EXERCISE TASK:
Find the line containing "[point] slide ladder" in the material below; copy that line and all following lines exactly.

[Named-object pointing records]

--- --- ---

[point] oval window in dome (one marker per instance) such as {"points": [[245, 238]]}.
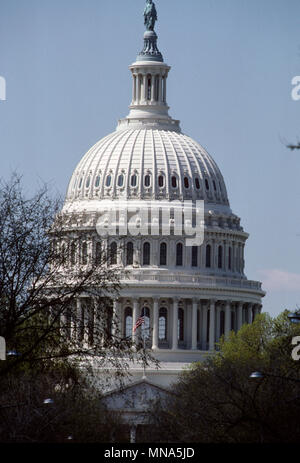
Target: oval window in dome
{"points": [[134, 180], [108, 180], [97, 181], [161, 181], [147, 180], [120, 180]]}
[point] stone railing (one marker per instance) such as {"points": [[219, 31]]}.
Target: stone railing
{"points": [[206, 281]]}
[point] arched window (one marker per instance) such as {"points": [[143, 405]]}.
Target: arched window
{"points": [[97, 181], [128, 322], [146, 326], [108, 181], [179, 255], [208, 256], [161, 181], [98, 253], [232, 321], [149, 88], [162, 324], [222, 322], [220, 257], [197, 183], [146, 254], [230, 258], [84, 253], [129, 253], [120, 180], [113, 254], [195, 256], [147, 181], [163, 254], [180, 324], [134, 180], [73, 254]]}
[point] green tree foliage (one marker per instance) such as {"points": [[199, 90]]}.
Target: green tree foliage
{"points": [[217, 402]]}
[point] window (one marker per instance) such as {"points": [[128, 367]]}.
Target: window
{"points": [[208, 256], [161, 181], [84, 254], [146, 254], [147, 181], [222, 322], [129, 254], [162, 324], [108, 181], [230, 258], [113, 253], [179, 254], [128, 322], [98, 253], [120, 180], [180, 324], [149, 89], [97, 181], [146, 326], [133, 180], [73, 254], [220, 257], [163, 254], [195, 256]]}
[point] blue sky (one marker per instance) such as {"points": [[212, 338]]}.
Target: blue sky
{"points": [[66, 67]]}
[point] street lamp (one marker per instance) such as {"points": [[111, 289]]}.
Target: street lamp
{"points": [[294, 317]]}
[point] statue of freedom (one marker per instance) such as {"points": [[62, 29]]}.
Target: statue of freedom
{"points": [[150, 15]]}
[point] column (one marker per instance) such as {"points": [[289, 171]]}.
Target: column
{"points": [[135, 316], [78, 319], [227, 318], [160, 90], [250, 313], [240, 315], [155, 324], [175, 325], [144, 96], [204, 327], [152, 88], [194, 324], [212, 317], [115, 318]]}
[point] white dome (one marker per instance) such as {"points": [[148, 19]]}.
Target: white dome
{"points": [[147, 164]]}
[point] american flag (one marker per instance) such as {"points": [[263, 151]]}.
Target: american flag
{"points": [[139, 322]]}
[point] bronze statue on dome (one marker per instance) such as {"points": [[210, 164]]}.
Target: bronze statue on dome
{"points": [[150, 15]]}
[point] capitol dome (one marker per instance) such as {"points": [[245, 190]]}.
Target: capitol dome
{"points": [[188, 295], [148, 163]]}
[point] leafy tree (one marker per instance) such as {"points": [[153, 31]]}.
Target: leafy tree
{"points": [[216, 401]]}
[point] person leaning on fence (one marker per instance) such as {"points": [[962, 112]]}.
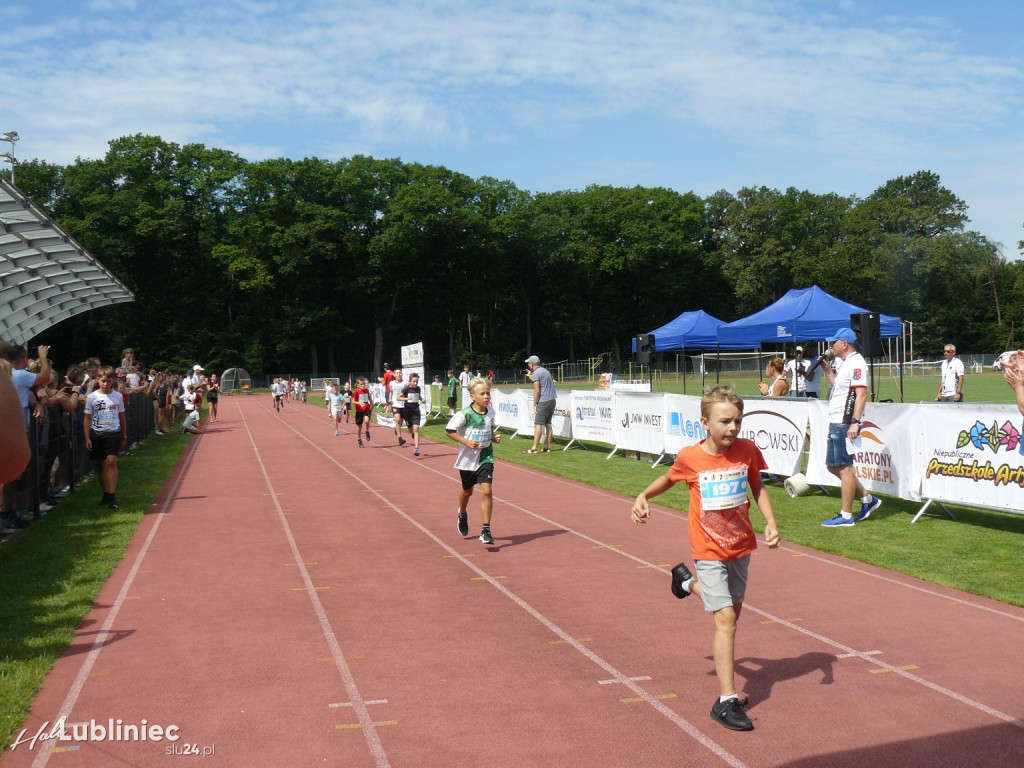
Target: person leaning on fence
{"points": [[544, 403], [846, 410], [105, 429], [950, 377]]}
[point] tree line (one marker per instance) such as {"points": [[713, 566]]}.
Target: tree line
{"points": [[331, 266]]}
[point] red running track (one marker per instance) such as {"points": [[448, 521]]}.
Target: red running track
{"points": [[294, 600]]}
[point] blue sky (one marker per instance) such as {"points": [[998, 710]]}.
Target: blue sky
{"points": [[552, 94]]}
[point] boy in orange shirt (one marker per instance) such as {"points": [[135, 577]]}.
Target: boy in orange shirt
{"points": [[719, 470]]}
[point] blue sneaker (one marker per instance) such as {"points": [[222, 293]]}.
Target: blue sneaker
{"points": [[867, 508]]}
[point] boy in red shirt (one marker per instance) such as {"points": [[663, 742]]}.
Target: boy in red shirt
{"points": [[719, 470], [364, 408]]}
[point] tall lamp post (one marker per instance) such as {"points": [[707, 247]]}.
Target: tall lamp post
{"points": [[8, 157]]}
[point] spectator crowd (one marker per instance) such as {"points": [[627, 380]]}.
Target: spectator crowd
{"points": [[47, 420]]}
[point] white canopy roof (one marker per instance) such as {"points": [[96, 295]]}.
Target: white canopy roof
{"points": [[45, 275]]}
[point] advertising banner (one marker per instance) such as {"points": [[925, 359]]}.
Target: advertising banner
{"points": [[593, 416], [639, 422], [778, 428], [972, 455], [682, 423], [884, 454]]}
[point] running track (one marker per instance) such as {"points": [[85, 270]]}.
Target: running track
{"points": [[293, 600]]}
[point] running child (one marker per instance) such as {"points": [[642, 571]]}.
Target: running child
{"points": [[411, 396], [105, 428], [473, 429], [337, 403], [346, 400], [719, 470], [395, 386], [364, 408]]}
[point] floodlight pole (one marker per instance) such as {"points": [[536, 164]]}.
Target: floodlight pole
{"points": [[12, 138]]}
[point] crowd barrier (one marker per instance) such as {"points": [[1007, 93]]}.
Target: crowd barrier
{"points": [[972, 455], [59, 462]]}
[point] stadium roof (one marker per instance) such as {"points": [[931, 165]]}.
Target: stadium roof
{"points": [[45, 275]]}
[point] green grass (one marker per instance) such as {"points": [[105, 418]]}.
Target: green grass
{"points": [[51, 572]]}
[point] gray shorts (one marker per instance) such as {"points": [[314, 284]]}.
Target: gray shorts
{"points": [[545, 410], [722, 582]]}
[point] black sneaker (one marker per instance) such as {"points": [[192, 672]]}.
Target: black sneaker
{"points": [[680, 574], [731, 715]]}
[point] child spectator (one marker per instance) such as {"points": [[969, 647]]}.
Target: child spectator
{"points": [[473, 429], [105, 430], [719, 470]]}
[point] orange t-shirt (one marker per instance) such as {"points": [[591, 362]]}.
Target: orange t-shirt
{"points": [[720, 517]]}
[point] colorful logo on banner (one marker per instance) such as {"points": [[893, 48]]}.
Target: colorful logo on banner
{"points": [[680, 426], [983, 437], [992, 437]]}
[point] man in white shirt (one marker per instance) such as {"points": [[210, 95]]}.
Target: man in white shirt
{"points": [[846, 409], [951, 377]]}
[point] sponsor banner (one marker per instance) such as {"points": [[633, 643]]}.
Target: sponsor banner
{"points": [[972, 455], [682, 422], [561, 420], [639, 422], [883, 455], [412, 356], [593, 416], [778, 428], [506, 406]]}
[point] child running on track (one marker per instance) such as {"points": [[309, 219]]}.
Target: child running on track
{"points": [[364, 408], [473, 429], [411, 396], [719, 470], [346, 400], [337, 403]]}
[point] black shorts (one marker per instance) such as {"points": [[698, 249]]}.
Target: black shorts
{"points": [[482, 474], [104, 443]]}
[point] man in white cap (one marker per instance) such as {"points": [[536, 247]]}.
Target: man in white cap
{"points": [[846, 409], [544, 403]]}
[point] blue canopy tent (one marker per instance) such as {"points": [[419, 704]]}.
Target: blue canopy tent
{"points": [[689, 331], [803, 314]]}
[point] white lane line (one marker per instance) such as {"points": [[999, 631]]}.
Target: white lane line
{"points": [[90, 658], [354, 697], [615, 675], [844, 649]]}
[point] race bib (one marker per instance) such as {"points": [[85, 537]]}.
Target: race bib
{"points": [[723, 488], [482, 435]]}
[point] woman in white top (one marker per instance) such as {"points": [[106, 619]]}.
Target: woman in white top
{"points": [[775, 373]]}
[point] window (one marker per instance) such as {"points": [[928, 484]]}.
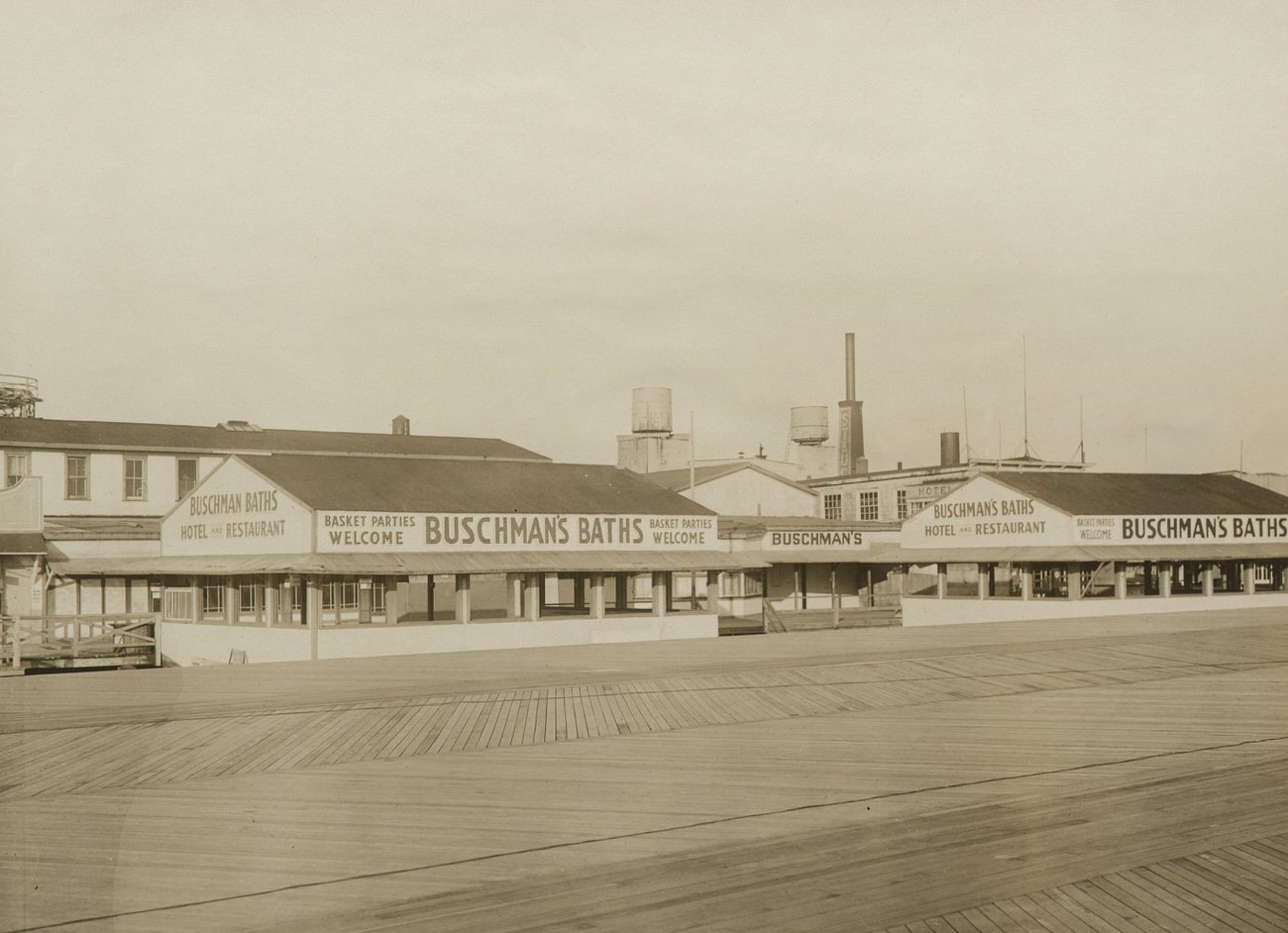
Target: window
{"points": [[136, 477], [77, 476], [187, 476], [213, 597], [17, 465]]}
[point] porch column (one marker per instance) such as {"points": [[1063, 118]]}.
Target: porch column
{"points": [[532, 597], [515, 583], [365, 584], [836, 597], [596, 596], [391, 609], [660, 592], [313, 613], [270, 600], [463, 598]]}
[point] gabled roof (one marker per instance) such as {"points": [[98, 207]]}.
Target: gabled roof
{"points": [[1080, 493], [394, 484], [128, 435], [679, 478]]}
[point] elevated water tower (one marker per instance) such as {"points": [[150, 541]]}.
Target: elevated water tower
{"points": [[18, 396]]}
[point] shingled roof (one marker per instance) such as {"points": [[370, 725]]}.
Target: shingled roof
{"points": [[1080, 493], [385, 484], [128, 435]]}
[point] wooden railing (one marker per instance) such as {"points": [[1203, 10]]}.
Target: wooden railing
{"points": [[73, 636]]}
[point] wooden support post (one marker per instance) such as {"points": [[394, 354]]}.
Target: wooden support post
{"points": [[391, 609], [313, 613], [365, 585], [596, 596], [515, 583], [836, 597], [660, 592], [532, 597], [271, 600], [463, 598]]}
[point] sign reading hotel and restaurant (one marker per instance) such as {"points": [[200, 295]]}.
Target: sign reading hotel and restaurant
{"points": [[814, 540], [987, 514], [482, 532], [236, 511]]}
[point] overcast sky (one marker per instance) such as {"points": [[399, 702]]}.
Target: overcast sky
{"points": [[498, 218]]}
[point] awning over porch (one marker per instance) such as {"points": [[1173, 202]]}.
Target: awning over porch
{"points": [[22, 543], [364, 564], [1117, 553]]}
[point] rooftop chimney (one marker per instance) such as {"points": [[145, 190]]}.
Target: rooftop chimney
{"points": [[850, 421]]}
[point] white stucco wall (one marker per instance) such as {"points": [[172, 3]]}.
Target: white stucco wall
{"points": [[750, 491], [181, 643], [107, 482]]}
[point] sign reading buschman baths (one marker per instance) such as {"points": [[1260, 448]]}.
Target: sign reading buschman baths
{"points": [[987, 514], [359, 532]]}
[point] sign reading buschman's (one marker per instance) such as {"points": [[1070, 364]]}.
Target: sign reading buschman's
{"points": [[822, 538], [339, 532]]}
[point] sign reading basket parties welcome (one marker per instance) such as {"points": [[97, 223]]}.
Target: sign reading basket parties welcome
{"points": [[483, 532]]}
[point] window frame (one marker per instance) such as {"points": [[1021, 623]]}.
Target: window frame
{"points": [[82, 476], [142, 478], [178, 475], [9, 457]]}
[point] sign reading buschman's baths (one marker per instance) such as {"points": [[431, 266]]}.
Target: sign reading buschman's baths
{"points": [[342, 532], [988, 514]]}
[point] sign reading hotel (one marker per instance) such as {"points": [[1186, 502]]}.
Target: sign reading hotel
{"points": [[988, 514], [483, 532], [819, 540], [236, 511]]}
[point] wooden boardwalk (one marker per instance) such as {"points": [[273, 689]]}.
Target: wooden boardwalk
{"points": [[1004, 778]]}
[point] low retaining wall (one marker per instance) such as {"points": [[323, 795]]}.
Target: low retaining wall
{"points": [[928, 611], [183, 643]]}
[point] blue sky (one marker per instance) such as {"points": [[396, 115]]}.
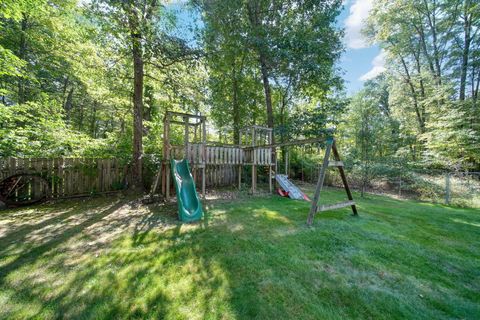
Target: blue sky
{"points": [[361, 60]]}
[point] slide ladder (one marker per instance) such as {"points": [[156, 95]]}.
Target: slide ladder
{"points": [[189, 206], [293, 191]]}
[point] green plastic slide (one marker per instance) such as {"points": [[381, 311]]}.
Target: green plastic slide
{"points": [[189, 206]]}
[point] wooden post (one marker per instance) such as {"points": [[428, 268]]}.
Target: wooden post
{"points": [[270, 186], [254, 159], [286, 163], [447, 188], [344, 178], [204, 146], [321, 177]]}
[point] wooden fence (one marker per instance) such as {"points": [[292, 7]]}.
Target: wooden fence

--- --- ---

THE SOLUTION:
[point] slide ladder (one marker per instance) such as {"points": [[156, 95]]}.
Target: slide ladder
{"points": [[189, 206], [293, 191]]}
[point] green plastic slide (one marker per instance) such as {"points": [[381, 311]]}.
Target: green plastic slide
{"points": [[189, 206]]}
[point] wooden post (one marker per instance) such as {"points": [[428, 268]]}.
Target: wooden post
{"points": [[270, 186], [254, 159], [286, 163], [447, 188], [344, 178], [204, 146], [321, 177]]}
[point] wooden fence (one marker per instance) such as {"points": [[292, 7]]}.
Target: wooden fence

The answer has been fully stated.